▸ **DATASET RECORDS**

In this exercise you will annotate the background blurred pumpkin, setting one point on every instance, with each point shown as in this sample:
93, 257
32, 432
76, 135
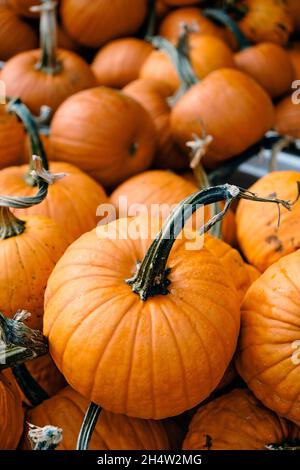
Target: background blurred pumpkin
268, 353
261, 239
105, 133
237, 421
93, 23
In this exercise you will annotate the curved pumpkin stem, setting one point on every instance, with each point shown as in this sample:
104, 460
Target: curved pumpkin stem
151, 278
88, 426
48, 37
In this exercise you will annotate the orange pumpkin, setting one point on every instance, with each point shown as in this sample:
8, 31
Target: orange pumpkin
11, 413
261, 239
122, 146
270, 65
113, 432
267, 21
233, 109
268, 353
95, 23
237, 421
120, 61
46, 76
153, 96
15, 35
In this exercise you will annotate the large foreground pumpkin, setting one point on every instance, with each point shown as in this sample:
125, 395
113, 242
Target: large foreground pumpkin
268, 357
237, 421
113, 432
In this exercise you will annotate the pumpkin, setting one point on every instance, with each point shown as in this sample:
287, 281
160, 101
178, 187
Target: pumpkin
11, 413
46, 76
172, 348
15, 35
268, 352
171, 25
95, 23
122, 146
113, 432
261, 239
161, 187
153, 96
119, 62
270, 65
237, 421
267, 21
231, 106
287, 115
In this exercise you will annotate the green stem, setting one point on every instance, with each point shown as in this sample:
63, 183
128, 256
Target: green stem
88, 426
151, 277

▸ **STATED EXERCISE**
Starting with the line that contains "In this exercise you will annotate the large" and going on through the last of the lines, can you change "green stem" to "green stalk" and give back only that stretch, with nothing else altered?

▸ **EXPECTED ANSWER**
In this exercise you will annotate the large foreground pumpkin, setting one point on every instance, with each point shown as in this sample:
125, 395
113, 242
Target: large foreground pumpkin
268, 357
237, 421
113, 432
In this exercise you will annotate the pumpkin, setting one point on every instance, with each point shown as in this sample:
287, 281
160, 101
178, 187
Target: pumpkin
11, 413
46, 76
172, 348
15, 35
268, 352
171, 25
95, 23
122, 146
113, 432
261, 239
161, 187
153, 96
119, 62
270, 65
237, 421
267, 21
231, 106
287, 115
In this exercise you will annotate the green stalk, setting one point on every instance, with each point shown as in this sample:
63, 183
128, 256
Target: green stalk
88, 426
151, 277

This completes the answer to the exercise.